--- START ---
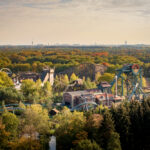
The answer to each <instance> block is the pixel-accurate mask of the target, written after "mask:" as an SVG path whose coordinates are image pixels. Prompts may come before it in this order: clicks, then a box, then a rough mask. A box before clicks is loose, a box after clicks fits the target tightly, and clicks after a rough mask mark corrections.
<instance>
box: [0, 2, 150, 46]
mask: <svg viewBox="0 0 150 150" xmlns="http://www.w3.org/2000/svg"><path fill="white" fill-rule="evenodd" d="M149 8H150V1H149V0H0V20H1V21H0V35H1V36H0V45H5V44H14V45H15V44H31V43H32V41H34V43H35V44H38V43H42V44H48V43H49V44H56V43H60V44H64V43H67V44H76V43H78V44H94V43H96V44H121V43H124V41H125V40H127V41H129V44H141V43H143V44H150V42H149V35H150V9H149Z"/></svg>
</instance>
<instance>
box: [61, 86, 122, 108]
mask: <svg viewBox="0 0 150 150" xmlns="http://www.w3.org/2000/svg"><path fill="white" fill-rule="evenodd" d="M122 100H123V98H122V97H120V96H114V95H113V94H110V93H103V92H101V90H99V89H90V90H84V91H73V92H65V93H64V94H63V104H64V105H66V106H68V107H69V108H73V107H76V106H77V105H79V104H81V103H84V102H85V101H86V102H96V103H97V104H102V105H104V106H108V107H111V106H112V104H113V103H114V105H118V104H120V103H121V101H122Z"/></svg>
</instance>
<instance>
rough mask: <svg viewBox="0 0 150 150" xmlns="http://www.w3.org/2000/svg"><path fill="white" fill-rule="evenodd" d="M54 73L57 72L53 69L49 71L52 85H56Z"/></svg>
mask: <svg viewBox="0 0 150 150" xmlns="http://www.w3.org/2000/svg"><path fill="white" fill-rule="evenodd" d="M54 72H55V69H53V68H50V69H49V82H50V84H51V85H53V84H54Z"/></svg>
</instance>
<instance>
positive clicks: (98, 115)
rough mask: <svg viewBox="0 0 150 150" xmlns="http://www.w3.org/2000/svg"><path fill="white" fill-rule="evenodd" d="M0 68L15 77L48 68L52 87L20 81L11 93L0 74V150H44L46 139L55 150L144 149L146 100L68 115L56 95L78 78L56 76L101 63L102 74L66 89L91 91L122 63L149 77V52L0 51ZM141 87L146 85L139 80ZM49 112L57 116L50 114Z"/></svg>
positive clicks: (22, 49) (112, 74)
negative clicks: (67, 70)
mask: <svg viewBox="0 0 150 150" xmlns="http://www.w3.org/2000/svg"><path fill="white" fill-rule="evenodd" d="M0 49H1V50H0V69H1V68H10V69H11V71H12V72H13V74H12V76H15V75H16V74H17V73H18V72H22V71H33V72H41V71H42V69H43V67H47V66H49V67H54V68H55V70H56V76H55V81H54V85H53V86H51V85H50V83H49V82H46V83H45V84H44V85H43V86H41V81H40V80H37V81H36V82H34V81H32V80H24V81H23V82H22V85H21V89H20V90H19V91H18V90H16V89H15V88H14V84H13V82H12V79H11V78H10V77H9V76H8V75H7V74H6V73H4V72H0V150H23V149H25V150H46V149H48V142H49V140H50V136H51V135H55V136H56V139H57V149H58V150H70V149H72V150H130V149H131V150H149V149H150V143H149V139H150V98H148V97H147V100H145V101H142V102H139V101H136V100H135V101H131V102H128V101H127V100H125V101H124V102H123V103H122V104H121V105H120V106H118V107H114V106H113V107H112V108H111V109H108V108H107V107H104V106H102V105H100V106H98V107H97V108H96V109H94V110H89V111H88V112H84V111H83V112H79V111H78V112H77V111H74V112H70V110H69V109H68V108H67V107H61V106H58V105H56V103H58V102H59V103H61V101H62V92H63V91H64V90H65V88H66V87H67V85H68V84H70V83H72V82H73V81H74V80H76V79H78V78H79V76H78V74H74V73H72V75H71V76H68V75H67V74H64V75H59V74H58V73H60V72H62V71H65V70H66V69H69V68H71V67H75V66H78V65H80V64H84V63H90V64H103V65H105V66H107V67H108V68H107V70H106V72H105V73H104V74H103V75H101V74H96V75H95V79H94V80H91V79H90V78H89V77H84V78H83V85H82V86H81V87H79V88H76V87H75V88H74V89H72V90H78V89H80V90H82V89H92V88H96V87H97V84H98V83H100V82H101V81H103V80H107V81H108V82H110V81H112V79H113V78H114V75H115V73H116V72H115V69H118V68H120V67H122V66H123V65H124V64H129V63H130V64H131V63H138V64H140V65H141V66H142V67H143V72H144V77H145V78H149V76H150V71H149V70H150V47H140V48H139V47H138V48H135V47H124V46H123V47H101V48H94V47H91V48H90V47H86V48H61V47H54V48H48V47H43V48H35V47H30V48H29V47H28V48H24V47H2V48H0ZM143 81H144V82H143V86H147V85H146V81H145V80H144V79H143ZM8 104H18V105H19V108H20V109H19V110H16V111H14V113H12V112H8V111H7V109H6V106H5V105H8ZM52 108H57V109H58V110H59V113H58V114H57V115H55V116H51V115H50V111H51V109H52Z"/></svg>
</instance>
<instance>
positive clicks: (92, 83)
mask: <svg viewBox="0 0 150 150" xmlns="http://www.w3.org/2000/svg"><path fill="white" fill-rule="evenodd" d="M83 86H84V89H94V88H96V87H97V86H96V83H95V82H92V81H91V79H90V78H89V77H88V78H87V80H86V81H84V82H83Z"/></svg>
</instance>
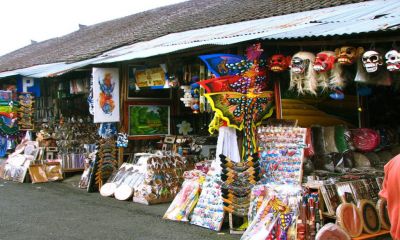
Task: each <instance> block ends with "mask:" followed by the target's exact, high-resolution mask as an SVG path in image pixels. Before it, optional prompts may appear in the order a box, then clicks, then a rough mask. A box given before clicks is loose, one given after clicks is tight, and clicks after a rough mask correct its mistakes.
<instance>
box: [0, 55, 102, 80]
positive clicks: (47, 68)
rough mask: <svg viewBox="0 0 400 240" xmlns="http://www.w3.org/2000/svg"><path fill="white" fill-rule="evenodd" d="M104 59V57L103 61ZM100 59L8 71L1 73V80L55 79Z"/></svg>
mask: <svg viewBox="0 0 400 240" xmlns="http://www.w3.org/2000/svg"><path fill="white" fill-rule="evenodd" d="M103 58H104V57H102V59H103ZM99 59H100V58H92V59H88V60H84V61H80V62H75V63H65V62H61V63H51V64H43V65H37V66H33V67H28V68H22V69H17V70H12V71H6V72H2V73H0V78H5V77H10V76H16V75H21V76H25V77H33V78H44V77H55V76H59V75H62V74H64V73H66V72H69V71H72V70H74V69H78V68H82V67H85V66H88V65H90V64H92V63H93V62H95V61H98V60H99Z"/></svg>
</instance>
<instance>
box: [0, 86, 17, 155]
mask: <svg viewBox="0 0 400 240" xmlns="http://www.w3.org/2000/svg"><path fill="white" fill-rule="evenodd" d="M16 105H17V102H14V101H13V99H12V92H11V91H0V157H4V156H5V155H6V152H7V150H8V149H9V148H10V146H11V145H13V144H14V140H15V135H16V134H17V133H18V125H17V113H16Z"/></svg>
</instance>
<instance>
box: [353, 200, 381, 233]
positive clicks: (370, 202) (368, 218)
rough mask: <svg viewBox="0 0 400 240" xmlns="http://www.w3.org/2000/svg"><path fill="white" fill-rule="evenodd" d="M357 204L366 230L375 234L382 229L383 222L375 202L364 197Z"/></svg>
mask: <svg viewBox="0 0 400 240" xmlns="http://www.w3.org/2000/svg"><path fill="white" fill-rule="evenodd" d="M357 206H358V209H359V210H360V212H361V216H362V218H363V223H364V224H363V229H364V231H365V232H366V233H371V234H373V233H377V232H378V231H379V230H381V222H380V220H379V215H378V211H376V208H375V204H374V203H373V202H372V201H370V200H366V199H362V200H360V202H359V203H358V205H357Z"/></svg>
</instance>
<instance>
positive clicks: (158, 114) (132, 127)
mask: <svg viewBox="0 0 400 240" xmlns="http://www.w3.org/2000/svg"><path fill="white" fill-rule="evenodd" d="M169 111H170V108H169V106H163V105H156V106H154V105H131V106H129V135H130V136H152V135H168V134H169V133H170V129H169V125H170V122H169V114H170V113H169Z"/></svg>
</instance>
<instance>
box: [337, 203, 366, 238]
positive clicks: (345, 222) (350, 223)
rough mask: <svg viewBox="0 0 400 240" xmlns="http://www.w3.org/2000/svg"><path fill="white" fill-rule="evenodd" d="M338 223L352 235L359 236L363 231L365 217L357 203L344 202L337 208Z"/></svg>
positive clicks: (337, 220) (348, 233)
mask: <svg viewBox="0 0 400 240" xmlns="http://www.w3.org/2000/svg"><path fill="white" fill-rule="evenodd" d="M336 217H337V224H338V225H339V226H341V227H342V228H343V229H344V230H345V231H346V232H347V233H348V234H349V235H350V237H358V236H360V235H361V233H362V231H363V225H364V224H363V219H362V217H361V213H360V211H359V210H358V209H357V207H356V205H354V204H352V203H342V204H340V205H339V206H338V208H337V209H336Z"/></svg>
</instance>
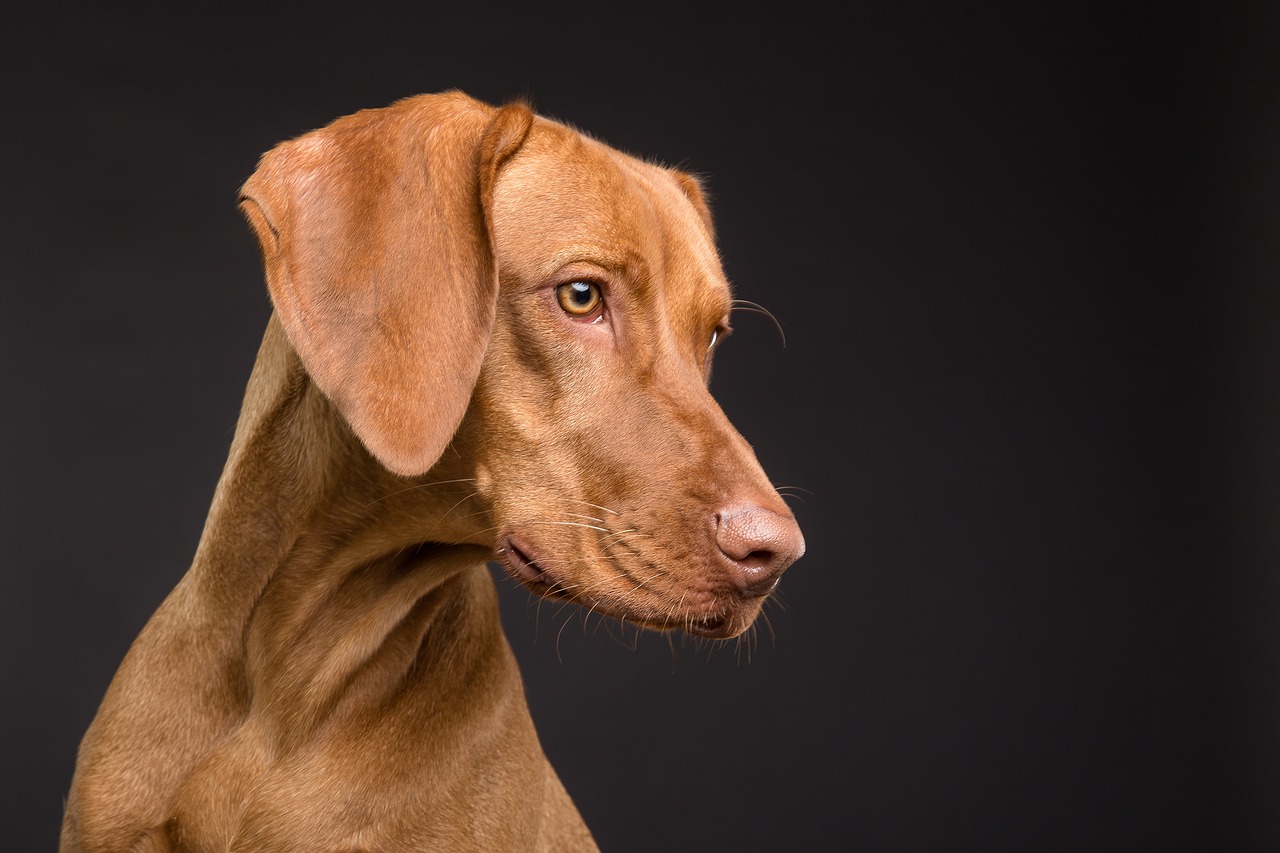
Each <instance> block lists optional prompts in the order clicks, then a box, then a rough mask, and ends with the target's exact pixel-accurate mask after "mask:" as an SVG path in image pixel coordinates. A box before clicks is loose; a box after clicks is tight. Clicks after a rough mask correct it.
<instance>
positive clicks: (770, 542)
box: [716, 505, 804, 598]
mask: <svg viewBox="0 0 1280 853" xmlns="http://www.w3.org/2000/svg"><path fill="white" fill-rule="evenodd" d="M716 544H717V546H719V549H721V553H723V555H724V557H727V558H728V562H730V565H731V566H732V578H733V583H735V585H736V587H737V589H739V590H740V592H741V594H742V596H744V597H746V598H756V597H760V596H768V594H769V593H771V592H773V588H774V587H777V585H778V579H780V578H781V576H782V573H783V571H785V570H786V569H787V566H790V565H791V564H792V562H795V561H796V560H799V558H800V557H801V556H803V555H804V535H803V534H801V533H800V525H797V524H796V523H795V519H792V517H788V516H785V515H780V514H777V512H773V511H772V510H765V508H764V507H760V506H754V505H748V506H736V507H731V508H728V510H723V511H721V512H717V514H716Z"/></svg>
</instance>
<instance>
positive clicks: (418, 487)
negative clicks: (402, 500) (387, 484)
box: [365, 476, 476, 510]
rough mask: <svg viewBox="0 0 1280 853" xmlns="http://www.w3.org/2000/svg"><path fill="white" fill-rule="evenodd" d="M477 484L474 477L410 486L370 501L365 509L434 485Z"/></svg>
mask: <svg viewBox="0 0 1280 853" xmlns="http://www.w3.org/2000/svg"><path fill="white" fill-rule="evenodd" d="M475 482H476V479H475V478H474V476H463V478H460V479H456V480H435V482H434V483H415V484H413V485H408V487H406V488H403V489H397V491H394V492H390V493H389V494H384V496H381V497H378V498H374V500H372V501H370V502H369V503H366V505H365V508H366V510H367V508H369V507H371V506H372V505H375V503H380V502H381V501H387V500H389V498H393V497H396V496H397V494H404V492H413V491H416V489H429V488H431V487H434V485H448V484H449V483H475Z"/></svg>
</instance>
--- END ---
• PROBLEM STATEMENT: Reproduce the records from the line that contains "484L474 477L410 486L370" through the last line of the records, renaming "rough mask" to "coarse mask" and leaving everything else unchanged.

• RESPONSE BELOW:
coarse mask: <svg viewBox="0 0 1280 853" xmlns="http://www.w3.org/2000/svg"><path fill="white" fill-rule="evenodd" d="M477 484L474 477L410 486L370 501L365 509L434 485Z"/></svg>
mask: <svg viewBox="0 0 1280 853" xmlns="http://www.w3.org/2000/svg"><path fill="white" fill-rule="evenodd" d="M475 482H476V479H475V478H474V476H463V478H460V479H456V480H435V482H434V483H415V484H413V485H408V487H406V488H403V489H397V491H394V492H390V493H389V494H384V496H381V497H378V498H374V500H372V501H370V502H369V503H366V505H365V508H366V510H367V508H369V507H371V506H372V505H375V503H380V502H381V501H387V500H389V498H393V497H396V496H397V494H404V492H413V491H416V489H429V488H431V487H434V485H448V484H449V483H475Z"/></svg>
</instance>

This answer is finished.